Around 1942 he came up with an admittedly elegant solution wherein final perdition involves souls being annihilated from the perspective of other created persons, but not so from God’s perspective. Like something splattering on a window pane instead of continuing to travel the spatio-temporal line of history. Of course, this was the same book (TPoP) where in one chapter he insisted that God would never give up saving sinners from sin, and that we would be expecting less love of God not more to want Him to do otherwise, and then a few chapters later he insisted that eventually God just has to give up because a teacher knows when it really is useless to send a student in for a test one more time. :unamused:

Anyway. Lewis can be read either way, but his final word that he doesn’t seem to have deviated on afterward came in The Great Divorce where he went far out of his way to paint George MacDonald (his own Christian universalist teacher) as being a final annihilationist and teaching that to him–despite MacD explicitly denying that he believed annihilation.

----------------

■ TASK INSTRUCTIONS
(1) In the passage about Lewis and final perdition, who does The Great Divorce portray as a final annihilationist?
(2) Repeat the passage about Lewis and final perdition from "Anyway. Lewis can" to "he believed annihilation.".
(3) Carry on the passage about Lewis and final perdition, picking up after its last sentence.
The rows below this point come from a separate source.

----------------

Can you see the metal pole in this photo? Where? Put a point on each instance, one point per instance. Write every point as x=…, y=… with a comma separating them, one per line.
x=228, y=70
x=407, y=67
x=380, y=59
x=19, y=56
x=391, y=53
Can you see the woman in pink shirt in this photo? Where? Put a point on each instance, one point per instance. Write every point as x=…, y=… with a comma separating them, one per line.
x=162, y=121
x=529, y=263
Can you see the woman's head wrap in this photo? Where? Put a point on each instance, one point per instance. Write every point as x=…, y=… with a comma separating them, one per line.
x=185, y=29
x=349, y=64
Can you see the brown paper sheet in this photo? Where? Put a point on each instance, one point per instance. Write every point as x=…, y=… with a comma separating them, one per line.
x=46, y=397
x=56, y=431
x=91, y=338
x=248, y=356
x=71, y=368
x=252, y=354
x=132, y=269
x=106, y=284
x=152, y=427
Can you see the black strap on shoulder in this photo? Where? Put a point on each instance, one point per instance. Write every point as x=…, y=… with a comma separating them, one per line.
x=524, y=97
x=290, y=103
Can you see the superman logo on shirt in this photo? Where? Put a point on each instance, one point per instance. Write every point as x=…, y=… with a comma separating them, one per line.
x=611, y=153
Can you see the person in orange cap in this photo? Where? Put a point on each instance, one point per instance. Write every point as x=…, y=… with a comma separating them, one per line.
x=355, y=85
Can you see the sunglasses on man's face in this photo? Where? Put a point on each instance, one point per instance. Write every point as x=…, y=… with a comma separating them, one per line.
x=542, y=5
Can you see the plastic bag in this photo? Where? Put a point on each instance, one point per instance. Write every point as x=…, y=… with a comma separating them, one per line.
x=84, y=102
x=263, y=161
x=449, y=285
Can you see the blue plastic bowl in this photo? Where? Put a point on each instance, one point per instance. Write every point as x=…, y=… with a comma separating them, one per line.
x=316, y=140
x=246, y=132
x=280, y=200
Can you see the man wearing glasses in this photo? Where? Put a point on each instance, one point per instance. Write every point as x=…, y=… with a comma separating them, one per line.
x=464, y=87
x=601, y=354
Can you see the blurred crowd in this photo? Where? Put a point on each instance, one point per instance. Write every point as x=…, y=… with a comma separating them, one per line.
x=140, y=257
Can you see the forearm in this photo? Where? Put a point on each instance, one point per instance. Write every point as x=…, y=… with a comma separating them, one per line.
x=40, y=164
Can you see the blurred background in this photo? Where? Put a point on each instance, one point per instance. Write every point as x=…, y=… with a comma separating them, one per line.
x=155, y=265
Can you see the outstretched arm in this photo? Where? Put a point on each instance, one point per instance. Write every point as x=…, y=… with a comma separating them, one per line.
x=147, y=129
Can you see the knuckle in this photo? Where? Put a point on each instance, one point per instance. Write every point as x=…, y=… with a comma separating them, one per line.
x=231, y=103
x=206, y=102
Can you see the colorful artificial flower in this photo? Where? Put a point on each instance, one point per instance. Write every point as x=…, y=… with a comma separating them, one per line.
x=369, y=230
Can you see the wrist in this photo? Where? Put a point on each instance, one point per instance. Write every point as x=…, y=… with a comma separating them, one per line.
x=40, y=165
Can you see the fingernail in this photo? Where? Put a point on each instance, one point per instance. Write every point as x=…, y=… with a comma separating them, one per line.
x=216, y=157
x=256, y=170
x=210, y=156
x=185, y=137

----------------

■ PER-TASK OUTPUTS
(1) George MacDonald, Lewis's own Christian universalist teacher.

(2)
Anyway. Lewis can be read either way, but his final word that he doesn’t seem to have deviated on afterward came in The Great Divorce where he went far out of his way to paint George MacDonald (his own Christian universalist teacher) as being a final annihilationist and teaching that to him–despite MacD explicitly denying that he believed annihilation.

(3)
So even though the souls in hell are portrayed in TGD as thinking they’re going to live forever farther and farther from God (like Napoleon), and even though some are able to be successfully evangelized out of hell (if they’re in the right frame of mind to start with), at the end or rather the beginning of the day the Sun rising will destroy all the ghosts. The Cat in The Last Battle has his personality destroyed and becomes an unreasoning animal, and the Ape is eaten by Tash. Sure, Screwtape thinks the devils are going to keep on living in rebellion forever, but he’s demonstrably wrong about a ton of things.

(Notably there is no resurrection of the wicked as well as the good in any of his fictional accounts of final perdition. But that’s an inherent conceptual problem with annihilation – why even bother with resurrecting the impenitent wicked?)

i1098.photobucket.com/albums/g374/Paidion9/Emoticons/hmmm.gif I would say, the same thing might happen if you insist on believing everything in the accepted “canon”!

Here is how Job 29:18 reads in the NKJV: “Then I said, ‘I shall die in my nest, And multiply my days as the sand.”
Of course virtually all translations are based on the Masoretic Hebrew text, a much later Hebrew text type.
But the Septuagint, based on a much earlier text type which is found in cave 4 or the Dead Sea scrolls, and also the text type from which the New Testament writers quoted, puts it differently:

“Now I said, ‘My length of life shall continue even as that of the phoenix. I shall live for a long time’.”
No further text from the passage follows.